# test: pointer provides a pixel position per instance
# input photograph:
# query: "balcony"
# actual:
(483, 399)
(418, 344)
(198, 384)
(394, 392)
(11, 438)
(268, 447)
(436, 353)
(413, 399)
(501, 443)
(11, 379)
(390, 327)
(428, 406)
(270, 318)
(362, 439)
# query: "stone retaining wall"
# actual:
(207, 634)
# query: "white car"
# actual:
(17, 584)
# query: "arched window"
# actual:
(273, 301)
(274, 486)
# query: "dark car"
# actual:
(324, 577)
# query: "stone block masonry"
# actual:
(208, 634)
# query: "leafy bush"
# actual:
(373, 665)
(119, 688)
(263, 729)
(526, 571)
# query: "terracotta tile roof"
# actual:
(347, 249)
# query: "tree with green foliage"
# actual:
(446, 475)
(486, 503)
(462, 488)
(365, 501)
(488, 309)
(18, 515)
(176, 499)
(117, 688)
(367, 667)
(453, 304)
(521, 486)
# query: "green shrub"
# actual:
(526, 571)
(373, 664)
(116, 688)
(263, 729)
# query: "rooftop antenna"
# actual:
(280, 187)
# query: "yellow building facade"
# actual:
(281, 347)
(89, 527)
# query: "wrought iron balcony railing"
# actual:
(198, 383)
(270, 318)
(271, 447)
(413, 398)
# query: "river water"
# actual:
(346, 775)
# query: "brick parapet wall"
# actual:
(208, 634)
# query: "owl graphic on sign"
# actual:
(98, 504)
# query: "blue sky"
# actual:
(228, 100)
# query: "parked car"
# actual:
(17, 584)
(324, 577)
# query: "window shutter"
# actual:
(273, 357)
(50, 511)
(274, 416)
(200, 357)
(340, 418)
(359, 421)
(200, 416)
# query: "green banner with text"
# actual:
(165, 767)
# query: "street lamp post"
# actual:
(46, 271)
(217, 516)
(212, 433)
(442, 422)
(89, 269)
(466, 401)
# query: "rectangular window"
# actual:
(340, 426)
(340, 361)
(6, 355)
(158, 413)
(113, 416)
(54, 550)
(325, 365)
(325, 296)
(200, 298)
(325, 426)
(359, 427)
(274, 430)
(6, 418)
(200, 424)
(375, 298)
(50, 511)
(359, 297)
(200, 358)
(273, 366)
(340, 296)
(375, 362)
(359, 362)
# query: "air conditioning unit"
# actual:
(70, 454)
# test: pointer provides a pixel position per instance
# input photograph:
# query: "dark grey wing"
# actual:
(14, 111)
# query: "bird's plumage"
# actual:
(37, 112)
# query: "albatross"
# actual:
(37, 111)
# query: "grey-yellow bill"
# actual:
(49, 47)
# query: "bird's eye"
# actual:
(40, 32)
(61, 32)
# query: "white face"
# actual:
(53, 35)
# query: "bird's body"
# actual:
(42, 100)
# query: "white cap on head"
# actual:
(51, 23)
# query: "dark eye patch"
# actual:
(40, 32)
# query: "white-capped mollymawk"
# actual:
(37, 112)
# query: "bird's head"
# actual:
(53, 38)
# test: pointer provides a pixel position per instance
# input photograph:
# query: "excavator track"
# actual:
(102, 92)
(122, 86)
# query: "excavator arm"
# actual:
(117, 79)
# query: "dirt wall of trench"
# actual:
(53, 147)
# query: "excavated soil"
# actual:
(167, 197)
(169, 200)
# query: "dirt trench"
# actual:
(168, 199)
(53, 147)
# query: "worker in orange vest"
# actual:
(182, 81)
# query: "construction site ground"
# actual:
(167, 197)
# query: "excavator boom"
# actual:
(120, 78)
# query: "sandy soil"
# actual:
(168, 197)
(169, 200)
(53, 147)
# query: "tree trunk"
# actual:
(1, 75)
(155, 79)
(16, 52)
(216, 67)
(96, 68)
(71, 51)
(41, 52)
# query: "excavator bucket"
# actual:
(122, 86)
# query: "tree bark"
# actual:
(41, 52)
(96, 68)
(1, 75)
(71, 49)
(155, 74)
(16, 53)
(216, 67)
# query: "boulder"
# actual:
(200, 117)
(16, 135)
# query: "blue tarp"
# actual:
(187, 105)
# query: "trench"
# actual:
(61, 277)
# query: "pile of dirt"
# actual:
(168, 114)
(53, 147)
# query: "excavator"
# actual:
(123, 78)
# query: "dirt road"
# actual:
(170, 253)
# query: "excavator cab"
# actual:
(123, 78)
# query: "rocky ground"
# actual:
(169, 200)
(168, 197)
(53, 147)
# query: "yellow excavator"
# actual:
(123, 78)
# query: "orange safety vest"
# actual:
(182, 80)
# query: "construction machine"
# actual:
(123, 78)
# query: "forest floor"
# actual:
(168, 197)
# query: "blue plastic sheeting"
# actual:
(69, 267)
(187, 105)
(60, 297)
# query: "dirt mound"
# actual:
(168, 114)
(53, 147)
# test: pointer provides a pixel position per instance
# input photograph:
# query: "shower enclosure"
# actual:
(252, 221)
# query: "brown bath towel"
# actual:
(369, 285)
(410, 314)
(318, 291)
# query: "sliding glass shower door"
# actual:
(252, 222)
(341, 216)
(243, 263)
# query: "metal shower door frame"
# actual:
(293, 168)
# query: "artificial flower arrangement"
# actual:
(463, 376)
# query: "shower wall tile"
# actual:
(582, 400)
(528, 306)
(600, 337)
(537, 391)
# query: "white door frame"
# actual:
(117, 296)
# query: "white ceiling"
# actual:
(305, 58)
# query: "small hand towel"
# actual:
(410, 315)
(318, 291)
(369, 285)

==

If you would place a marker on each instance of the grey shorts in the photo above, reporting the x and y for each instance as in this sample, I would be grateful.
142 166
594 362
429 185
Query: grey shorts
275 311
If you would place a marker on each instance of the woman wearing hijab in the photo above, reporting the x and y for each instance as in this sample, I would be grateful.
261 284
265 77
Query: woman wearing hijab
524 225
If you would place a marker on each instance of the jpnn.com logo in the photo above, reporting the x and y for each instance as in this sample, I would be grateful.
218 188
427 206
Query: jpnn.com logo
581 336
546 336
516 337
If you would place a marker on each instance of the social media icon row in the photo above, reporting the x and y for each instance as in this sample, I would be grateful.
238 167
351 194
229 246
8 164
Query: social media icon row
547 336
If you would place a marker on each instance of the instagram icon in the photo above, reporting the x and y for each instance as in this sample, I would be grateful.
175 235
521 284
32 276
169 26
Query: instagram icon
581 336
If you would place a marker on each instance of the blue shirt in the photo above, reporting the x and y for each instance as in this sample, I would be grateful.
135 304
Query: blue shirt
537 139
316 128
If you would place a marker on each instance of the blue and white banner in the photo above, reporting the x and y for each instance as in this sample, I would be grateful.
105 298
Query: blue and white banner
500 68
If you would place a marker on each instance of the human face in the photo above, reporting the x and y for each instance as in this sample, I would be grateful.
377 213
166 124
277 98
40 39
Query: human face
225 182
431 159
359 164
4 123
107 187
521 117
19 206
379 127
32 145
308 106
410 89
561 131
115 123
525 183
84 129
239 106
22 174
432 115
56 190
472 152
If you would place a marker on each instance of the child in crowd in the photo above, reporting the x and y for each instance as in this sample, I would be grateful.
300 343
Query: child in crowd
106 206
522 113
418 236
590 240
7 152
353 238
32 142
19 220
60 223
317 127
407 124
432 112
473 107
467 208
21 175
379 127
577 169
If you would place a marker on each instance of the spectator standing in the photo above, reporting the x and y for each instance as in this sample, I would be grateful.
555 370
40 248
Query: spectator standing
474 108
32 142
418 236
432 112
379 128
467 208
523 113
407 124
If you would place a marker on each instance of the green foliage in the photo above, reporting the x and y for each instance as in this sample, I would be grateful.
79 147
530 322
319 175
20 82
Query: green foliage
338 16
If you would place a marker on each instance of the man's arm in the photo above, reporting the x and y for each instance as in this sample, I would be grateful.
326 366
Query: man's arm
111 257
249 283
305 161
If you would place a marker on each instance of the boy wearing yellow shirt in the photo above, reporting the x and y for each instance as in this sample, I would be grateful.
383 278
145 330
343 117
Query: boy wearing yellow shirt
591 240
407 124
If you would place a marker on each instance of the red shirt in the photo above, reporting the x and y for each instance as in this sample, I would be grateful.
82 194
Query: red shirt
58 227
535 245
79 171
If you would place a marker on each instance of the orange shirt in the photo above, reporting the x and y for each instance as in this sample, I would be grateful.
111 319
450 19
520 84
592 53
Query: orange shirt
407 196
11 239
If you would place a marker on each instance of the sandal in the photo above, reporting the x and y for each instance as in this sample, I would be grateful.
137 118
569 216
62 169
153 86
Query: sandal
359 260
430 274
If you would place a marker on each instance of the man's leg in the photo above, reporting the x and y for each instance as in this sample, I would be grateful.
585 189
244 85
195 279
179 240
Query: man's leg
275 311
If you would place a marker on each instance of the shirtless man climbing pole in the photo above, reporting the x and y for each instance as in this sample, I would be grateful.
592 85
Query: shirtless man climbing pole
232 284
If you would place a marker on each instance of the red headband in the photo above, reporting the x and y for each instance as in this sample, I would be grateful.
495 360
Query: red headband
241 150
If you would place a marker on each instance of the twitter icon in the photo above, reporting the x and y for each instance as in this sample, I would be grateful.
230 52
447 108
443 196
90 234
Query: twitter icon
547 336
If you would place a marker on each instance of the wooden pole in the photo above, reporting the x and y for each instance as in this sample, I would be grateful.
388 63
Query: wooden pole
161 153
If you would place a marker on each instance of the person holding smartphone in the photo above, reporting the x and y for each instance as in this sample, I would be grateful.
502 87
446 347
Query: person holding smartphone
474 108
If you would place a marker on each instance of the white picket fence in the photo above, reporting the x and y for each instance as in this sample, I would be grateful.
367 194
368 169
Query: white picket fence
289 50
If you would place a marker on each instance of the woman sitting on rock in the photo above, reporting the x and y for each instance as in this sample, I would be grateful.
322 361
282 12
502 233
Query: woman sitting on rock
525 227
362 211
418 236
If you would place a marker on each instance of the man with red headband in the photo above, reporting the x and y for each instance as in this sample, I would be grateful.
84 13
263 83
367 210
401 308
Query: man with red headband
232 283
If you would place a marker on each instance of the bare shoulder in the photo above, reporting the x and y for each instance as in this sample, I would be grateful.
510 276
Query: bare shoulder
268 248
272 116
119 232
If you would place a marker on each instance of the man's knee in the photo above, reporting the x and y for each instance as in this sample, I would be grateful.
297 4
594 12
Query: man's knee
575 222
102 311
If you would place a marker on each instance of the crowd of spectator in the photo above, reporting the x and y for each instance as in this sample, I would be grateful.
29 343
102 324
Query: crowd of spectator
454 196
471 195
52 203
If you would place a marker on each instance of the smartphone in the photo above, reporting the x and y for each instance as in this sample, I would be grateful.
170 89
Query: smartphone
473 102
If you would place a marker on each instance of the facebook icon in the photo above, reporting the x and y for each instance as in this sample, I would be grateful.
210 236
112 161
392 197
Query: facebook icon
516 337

*TASK REQUIREMENTS*: Pull out every line of the records that includes the string "construction".

*EXPECTED ANSWER*:
# query: "construction site ground"
# query: "construction machine"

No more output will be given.